[Lines of data]

+--

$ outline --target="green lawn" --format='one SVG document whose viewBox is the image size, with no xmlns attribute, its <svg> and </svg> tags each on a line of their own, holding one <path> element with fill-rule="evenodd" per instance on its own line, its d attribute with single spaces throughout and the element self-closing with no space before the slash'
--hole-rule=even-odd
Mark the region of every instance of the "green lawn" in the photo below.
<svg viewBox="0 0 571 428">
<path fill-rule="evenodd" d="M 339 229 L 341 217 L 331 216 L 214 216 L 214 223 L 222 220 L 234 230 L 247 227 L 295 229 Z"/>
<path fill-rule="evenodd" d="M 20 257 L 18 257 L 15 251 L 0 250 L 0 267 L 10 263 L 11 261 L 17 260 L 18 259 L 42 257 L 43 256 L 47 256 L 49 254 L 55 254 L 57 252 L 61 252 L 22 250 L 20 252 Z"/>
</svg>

+--

— Task directions —
Output as a JSON list of strings, one per line, the items from the start of the records through the line containing "--hole-rule=even-odd", with blank lines omitted.

— Result —
[
  "$ outline --target=\"green lawn\" --format='one SVG document whose viewBox is the image size, with no xmlns attribute, its <svg> and </svg> tags each on a line of their own, holding one <path> element with fill-rule=\"evenodd\" per instance on its own line, its d attribute with single spaces throughout and the element self-closing with no space before the slash'",
  "--hole-rule=even-odd"
]